[Предложенный отрывок]
--*--
После осмотра своей комнаты мы были приглашены Клавдией к чаю. Меня она угостила песочным пирожным, а Маму чаем с деревенским вареньем и дружелюбным разговором. Так началось наше совместное проживание в одной квартире со знатной ударницей, а потом стахановкой Клавдией Петровной Казарцевой. Мы прожили с ней, а затем и с ее семьей вместе почти до самой войны без конфликтов и ссор, с одной стороны, благодаря мудрости моей Мамы, а с другой – открытости, честности, отходчивости и добропорядочности характера нашей соседки.

После первого знакомства с новым жилищем мы стали ездить за Крестовскую заставу почти каждый день. Началась работа по переоборудованию комнаты по нашему вкусу. Врезались замки, приводились в порядок окна, обклеивались обоями стены. Электричества в нашем доме и в других тогда не было. Пришлось покупать уже почти забытую после деревни керосиновую лампу. Вся эта работа завершилась мытьем полов. И вдруг во время этого занятия в дверях нашей комнаты появился незнакомый мужчина. Это был наш сосед снизу, Анатолий Михайлович Сахаров. Не сказал бы, что он чем-то возмущался, но на лице его все-таки было выражение досады и раздражения. Оказывается, от маминого мытья полов у него промок потолок. Такова была конструкция нашего дома. Она не предусматривала никакой гидроизоляции. Случившееся могло бы стать причиной конфликта и в этот, и в другие разы при мытье полов. Но на этот раз извинения Анатолием Михайловичем были приняты. А Мама обязалась впредь быть осторожней. С тех пор и с семьей Сахаровых установились у нас нормальные, мирные и дружественные отношения. Должен еще раз отметить, что на соседей нам всегда везло. Часть жизни нашей семьи в Москве прошла в общих квартирах с хозяевами, и за это время не случилось ни одного конфликта. Не помню я конфликтов и с соседями по дому на новом месте жительства, и с соседями по загородному нашему дому в поселке «Дружба» под Москвой, куда семья переехала в 1939 году. Везло нам на соседей везде. Всегда они были хорошими. Но только теперь я понимаю, что главной причиной мирного и дружелюбного соседства была добропорядочность моих родителей. Это нейтрализовало возникающие, бывало, соседские экстремизм и амбиции и давало добрый пример взаимного уважения и мудрой уступчивости даже тем, кто на первых порах обнаруживал какую-то агрессивность характера. Этому также способствовали и стали примером мир и взаимопонимание в нашей семье. Родители мои, однако, достоинства своего никогда не теряли и поступали сообразно собственным взглядам и принципам, независимо от всяческих пересудов.
--*--
[Фрагменты набора данных]
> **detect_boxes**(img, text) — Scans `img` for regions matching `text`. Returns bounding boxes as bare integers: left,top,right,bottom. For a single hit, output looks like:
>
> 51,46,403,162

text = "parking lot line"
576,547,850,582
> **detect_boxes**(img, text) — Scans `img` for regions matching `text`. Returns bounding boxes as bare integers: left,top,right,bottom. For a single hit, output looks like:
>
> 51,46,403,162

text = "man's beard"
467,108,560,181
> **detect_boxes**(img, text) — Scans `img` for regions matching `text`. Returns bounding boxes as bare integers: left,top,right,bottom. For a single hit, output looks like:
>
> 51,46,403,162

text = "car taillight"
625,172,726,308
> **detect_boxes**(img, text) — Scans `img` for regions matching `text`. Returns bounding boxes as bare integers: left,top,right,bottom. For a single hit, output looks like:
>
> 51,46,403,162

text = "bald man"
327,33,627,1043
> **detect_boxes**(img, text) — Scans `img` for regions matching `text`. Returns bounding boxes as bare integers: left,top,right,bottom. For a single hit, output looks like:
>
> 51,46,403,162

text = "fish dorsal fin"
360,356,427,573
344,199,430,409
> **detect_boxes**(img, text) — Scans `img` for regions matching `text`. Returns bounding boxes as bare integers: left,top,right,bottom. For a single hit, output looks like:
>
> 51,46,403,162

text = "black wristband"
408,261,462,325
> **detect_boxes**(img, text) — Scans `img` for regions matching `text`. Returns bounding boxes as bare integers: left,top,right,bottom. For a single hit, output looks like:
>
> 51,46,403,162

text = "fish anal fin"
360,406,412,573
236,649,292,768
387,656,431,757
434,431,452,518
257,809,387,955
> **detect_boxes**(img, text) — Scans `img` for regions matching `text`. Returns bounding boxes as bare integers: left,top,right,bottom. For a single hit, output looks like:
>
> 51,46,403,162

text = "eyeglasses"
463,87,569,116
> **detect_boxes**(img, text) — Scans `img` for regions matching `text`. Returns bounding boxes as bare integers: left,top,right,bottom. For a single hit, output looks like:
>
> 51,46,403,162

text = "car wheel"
--*--
[Условия задания]
1. В каком году, согласно отрывку воспоминаний о соседях, семья переехала в поселок «Дружба» под Москвой?
2. Продолжите отрывок воспоминаний о соседях, начав сразу после его последнего предложения.

[Ответы к заданиям]
1. В 1939 году.

2.
Итак, весной 1933 года семья наша оказалась в полном сборе. Возвратились из Тверской области и из Ойротии старший и средний братья, где они отработали практику на строительстве дорог после окончания Автодорожного техникума. Все мы были очень рады щедрому подарку руководства фабрики имени Ногина. Здесь, на этом еще необжитом и неблагоустроенном месте, нам предстояло прожить немало лет до того, как возникли новые возможности в улучшении наших жилищных условий. Все эти годы рядом с нами жили и наши соседи – семейные и незамужние, еще молодые и веселые работницы с чулочной фабрики. Через год фабрика построила еще два дома. Но они оказались на некотором отдалении от первых двух, можно сказать, на другой улице – Маломосковской. Отличались новые постройки только тем, что и внутри и снаружи они были отштукатурены и более приспособлены к зимним холодам. Туда нас и переселили, чтобы сделать то же с первыми двумя домами. А адрес наш все же сохранился по Суконной улице, только номер стал 26/4.

Все четыре наших фабричных общежитейских дома, как и все другие вокруг нас, простояли до начала шестидесятых годов, хотя рассчитаны они были на десять лет максимум. В них не было водопровода и канализации. В некоторых до самого последнего дня туалеты были общими и находились на улице. Наши же отличались тем, что в каждой квартире имелись туалетные чуланы. Зато под окнами постоянно «благовонили» выгребные ямы. Отопление было печное. А электричество в наши дома провели только в 1935 году.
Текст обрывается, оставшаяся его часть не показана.